** start Records to use **
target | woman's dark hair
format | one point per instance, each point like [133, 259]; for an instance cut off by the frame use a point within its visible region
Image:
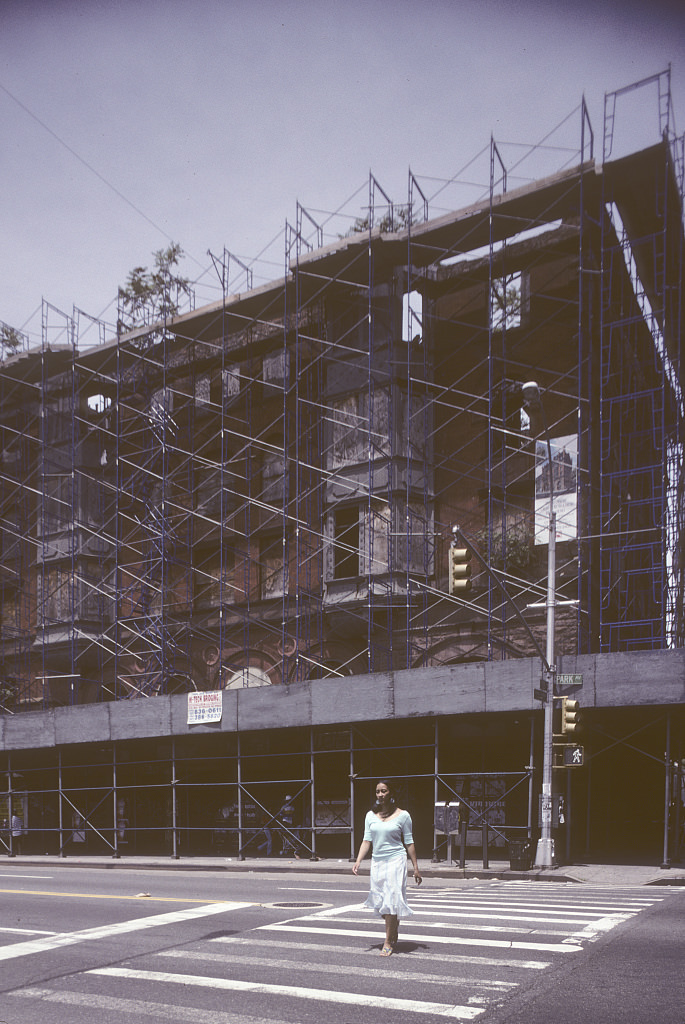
[392, 788]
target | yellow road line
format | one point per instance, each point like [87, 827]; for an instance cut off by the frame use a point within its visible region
[152, 899]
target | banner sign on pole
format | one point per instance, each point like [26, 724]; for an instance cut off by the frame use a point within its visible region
[205, 707]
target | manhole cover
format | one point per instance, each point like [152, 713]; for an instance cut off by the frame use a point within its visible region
[297, 904]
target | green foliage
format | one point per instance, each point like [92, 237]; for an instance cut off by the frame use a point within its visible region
[518, 540]
[397, 222]
[154, 295]
[10, 340]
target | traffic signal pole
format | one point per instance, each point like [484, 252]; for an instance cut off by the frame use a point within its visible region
[545, 850]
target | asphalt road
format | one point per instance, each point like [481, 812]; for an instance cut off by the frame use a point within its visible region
[83, 944]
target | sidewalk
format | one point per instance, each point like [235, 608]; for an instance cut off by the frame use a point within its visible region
[599, 875]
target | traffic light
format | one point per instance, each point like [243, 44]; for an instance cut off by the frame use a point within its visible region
[460, 569]
[570, 717]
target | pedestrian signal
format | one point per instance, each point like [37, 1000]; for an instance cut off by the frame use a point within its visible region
[570, 717]
[460, 569]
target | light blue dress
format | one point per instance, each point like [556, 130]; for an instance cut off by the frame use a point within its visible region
[389, 839]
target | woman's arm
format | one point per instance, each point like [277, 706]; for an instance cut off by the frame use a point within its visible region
[364, 850]
[412, 854]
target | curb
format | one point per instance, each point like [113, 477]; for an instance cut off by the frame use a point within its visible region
[601, 875]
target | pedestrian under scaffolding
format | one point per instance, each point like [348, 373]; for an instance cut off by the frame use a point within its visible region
[388, 835]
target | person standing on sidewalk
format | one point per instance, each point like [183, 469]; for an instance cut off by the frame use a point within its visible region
[388, 834]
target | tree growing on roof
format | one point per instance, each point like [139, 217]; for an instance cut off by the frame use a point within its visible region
[150, 296]
[10, 340]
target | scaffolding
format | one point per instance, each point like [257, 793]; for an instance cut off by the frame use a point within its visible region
[262, 491]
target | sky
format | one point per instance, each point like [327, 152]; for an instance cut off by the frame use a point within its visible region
[128, 125]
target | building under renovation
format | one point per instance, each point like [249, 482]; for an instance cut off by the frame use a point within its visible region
[226, 534]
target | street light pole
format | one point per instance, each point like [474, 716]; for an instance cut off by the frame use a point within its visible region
[545, 851]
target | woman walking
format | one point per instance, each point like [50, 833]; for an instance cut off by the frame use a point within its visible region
[388, 833]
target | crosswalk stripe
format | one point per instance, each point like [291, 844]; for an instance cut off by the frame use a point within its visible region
[523, 929]
[416, 954]
[462, 940]
[350, 998]
[523, 906]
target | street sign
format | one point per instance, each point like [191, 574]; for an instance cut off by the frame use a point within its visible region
[569, 679]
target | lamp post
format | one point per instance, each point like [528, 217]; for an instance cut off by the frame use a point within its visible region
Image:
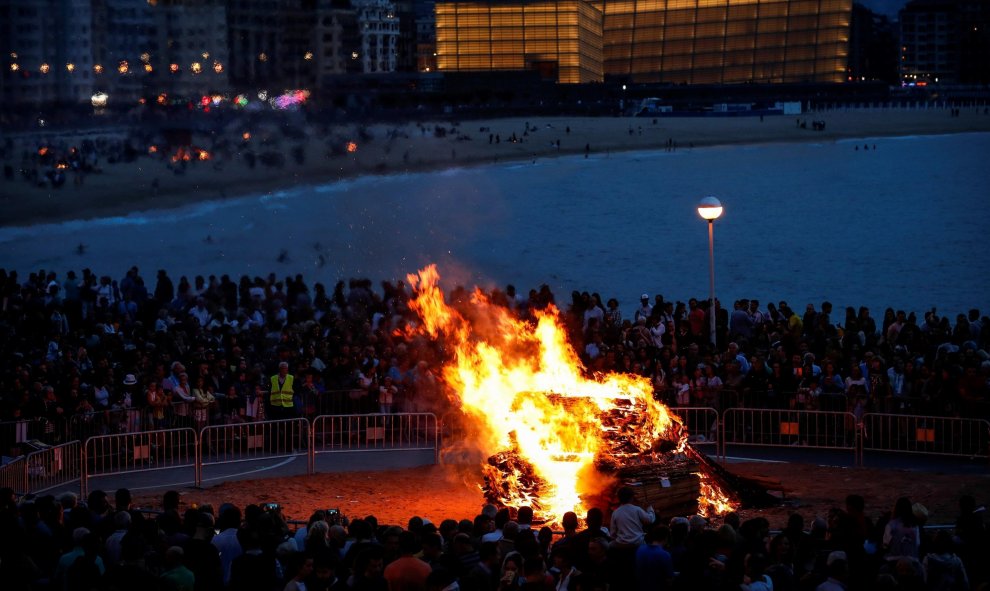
** end Records to use **
Will you restate every entry word for word and omit the images?

target | woman's dark hair
format | one point per instance, each point like [133, 259]; for an instance cut off by the frame use a point within its visible region
Image:
[392, 788]
target | yellow road line
format | one point per instance, each point like [87, 827]; for an instance cut off by the frame use a point within its visible region
[152, 899]
target | banner sign on pole
format | one point per instance, each point like [26, 724]; for an instance cut off by the frame use a point within its visible region
[205, 707]
target | manhole cover
format | one point per instance, each point like [152, 713]; for an instance cut off by the frame use a point within its visible region
[297, 904]
target | green foliage
format | one point per instance, each point like [92, 237]; for an instance cut off by the frame use a point within its visible region
[518, 540]
[397, 222]
[154, 295]
[10, 340]
target | traffic signal pole
format | one point per instance, each point like [484, 252]; for an instance cut off by the frame use a point within its visible region
[545, 850]
target | asphalt road
format | one point per instance, each point like [481, 812]; for an instance cut off by the frame use a point within its visible region
[83, 944]
target | sidewalk
format | one point per instance, each point like [235, 608]; for an instance cut off by the frame use a point within its visible region
[599, 875]
target | traffic light
format | one point per instance, each point like [243, 44]; for an instance cut off by the frame use a point within its visible region
[460, 569]
[570, 717]
target | pedestrian signal
format | one point per instance, each point like [37, 1000]; for an instance cut off by the frame use a point within its visible region
[570, 717]
[460, 569]
target | light blue dress
format | one point per instance, each point like [556, 130]; for an instance cut off by the frame use a point within its visible region
[389, 839]
target | woman's arm
format | one point per instance, each point like [277, 706]; for an instance cut off by the frame use a point within its visible region
[364, 850]
[412, 854]
target | curb
format | one point per instance, each point like [113, 477]; for an instance cut off by the frame use a point within its visible region
[601, 875]
target | pedestrian under scaffolding
format | one point per instance, each point like [348, 373]; for an instance cut off by the frame use a point within its visible region
[388, 835]
target | person standing on sidewalk
format | one point per instance, each point like [183, 469]; for an instance cut off by the frame use a point within its visible region
[388, 834]
target | tree growing on roof
format | one point per instance, each point like [139, 217]; for an instance cut off by the frame use a point within its visible region
[150, 296]
[10, 340]
target | scaffolding
format | one point per instance, each point like [257, 793]; for an instance cut off by the frame use a point within its visible region
[262, 491]
target | sky
format | one point per instance, each point like [327, 152]; for an instance cut off by the frame use a point within its visible region
[128, 125]
target | building under renovation
format | one point per instance, each point like [249, 482]; for an instance cut off by the frame use a point within its visible region
[226, 534]
target | street light pole
format | one point per instance, each point like [474, 716]; for an instance cut off by the frame use a point within its visible region
[545, 851]
target | woman walking
format | one point per instance, each point like [50, 833]; for an instance cut off by the frame use a point within its visible region
[388, 833]
target | crosswalk stripe
format | one point per instance, each point like [291, 844]; for an instance cut off by the frame use a point within its visible region
[523, 929]
[416, 954]
[462, 940]
[350, 998]
[523, 906]
target | street sign
format | one point per instance, each point like [191, 574]; for an instance cut off by the frame use a point within its visible region
[569, 679]
target | lamp post
format | one point per instance, each point like [528, 217]; for an instance cut off by the frame use a point within its visible region
Image:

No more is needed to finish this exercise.